• Given text
Mosbaugh said he spent the next eight months caring for the admiral, getting to know him.
“I didn’t realize at the time what a privilege the assignment was,” Mosbaugh said. “Even though he was 82 years old, he was still very coherent and ambulatory. He was a great guy, very congenial, really friendly. He never looked down on me at all. It was quite an honor.”
Mosbaugh recalled the two of them watching "In Harm's Way," a 1965 movie with a character based on Nimitz played by actor Henry Fonda. (Fonda played Nimitz again in the 1976 movie titled "Midway.")
“When I was sitting there watching that movie, I learned some stuff. I thought it was really amazing, here I am sitting with the guy who Henry Fonda was portraying. That really impressed me, I could relate to Henry Fonda, but I couldn’t relate to the admiral. He was in deep thought a lot during the movie. I remember looking at him and thinking to myself, 'I wonder what he’s thinking right now.' At times he’d say, 'No, no, no, it wasn’t that way.' He did say that a few times. He’d say, 'It wasn’t that way, it was this way.'"
U.S. radio intelligence officers had broken the Japanese naval code and figured out that Midway was the next Japanese target, and they also were pretty sure they knew the composition of the fleet that would attack the island.

• Data
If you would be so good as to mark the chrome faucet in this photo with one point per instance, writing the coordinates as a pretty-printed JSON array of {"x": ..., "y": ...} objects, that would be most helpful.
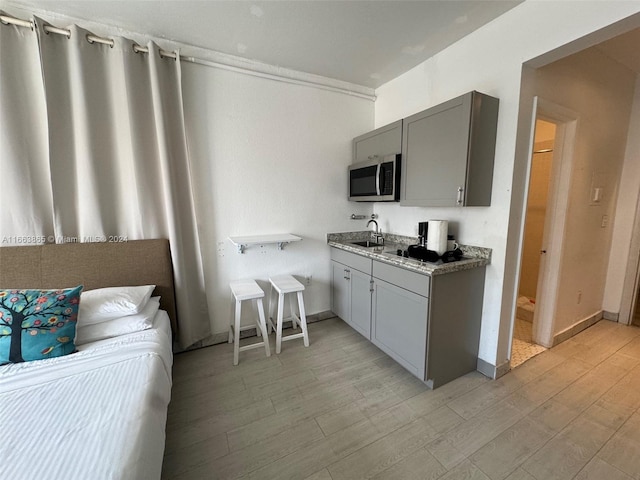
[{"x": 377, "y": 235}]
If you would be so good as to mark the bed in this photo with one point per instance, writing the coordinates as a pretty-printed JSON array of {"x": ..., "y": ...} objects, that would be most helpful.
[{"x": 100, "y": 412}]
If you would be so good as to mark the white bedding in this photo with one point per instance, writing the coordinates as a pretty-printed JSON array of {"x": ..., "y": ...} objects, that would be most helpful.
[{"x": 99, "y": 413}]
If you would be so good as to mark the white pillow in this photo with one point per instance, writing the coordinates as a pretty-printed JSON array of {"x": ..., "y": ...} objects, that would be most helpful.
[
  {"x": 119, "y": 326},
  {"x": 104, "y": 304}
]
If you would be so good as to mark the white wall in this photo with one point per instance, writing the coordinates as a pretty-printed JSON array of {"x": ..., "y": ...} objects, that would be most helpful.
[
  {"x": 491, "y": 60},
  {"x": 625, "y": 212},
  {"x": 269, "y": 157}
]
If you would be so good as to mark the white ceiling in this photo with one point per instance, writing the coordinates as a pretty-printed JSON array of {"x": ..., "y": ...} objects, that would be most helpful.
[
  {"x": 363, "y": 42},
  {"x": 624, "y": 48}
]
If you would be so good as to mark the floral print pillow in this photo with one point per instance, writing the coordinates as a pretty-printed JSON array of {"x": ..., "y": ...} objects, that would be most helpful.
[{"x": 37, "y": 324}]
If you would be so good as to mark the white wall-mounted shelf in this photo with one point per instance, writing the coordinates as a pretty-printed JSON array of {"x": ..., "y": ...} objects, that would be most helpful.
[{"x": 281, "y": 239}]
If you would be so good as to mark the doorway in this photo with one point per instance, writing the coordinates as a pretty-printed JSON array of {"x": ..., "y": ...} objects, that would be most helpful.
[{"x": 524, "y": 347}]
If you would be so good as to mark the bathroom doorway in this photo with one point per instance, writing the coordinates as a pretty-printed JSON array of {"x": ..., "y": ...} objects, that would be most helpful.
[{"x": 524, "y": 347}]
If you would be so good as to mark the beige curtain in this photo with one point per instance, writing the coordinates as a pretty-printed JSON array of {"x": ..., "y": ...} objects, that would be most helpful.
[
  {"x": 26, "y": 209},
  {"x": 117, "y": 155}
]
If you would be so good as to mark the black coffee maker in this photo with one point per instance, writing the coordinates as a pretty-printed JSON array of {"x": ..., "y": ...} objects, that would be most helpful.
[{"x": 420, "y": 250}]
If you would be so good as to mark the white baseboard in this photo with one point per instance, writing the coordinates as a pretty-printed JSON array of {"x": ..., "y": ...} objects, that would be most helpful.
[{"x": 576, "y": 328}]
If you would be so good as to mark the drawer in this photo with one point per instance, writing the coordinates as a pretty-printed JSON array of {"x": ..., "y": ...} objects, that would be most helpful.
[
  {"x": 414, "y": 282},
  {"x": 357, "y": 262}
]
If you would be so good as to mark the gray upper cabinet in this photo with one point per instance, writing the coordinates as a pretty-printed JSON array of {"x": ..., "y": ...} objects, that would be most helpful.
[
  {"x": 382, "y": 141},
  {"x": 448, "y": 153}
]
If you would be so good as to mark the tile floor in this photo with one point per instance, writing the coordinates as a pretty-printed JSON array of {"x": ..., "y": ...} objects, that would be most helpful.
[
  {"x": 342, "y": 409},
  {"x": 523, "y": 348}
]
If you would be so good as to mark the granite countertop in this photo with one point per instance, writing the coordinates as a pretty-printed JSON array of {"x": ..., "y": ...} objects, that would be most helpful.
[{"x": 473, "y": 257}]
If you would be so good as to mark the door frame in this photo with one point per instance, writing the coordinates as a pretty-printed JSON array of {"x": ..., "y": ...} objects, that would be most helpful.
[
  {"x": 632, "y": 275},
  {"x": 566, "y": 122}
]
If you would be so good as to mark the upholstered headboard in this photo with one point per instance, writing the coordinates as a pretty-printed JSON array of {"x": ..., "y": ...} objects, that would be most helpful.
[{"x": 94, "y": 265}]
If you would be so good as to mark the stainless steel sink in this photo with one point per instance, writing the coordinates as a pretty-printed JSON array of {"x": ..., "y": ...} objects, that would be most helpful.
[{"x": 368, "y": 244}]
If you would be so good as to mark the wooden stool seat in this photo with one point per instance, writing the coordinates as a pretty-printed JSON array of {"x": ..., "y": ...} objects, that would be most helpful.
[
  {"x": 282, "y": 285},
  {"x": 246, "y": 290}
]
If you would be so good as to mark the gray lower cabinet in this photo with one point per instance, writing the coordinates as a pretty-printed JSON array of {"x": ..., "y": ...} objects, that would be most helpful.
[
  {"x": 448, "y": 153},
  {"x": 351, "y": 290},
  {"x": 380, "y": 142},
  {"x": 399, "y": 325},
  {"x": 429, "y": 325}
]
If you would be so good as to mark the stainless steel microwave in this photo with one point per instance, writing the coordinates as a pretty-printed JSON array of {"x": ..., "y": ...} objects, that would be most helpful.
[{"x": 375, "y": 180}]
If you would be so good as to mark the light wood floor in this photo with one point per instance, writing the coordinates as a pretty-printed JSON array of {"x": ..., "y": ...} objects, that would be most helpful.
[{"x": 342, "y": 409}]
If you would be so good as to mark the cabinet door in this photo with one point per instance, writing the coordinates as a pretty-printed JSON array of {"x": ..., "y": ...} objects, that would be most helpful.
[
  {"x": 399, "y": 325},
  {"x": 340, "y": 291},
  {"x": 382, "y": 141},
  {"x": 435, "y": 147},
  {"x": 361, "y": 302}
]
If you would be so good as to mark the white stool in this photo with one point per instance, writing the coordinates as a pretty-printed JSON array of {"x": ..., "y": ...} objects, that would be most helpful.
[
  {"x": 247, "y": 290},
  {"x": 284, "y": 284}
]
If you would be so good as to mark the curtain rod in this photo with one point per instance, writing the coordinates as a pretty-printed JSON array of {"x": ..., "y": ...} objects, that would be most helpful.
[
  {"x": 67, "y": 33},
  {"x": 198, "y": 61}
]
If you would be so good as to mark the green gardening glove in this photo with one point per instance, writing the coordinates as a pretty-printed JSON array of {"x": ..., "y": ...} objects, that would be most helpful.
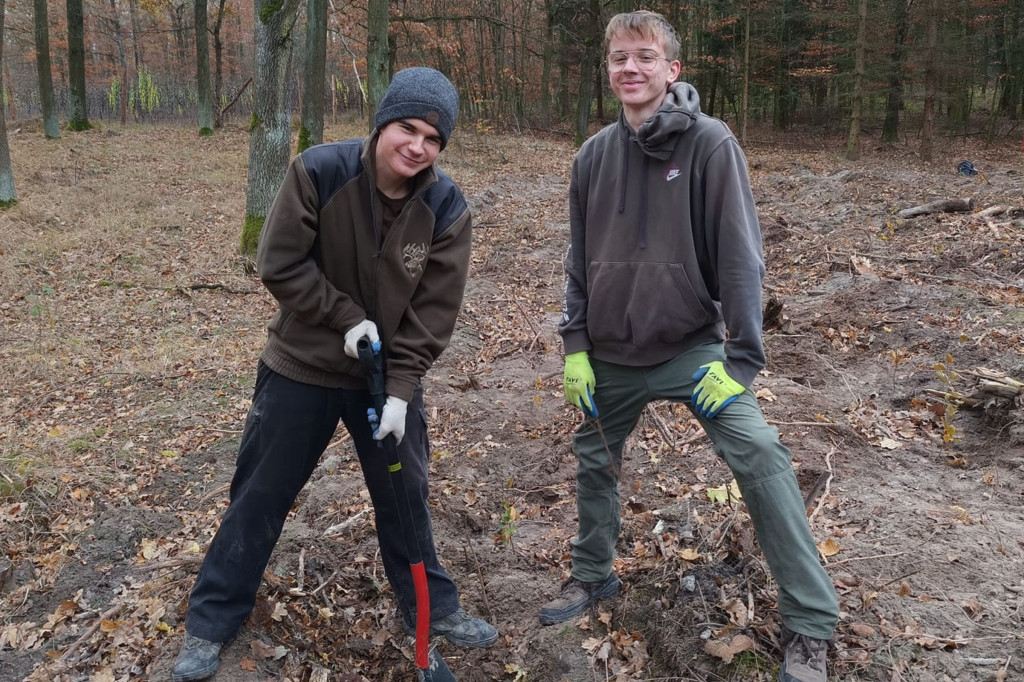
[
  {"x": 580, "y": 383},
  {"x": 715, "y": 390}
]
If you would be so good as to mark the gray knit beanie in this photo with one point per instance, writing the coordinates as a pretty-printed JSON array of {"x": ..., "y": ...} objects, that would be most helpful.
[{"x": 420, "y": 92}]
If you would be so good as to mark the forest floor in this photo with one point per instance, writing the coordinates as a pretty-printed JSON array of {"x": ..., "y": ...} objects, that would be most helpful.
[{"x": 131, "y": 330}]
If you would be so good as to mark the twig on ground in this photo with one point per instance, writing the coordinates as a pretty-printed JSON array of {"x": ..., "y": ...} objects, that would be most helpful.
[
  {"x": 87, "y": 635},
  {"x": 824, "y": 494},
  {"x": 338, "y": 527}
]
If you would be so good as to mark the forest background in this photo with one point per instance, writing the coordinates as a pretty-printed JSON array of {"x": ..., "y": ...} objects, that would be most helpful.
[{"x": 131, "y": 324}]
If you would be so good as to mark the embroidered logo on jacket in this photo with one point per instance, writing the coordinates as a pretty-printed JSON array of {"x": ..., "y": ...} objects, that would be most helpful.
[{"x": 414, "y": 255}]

• Prompt 1
Print the passage about Mosbaugh and the admiral from "U.S. radio intelligence" up to and including "attack the island.".
• Prompt 2
Answer these questions about the passage about Mosbaugh and the admiral:
(a) How many months did Mosbaugh spend caring for the admiral?
(b) In what year was the movie "In Harm's Way" released?
(c) What had U.S. radio intelligence officers broken?

• Task output 1
U.S. radio intelligence officers had broken the Japanese naval code and figured out that Midway was the next Japanese target, and they also were pretty sure they knew the composition of the fleet that would attack the island.

• Task output 2
(a) Eight months.
(b) 1965.
(c) The Japanese naval code.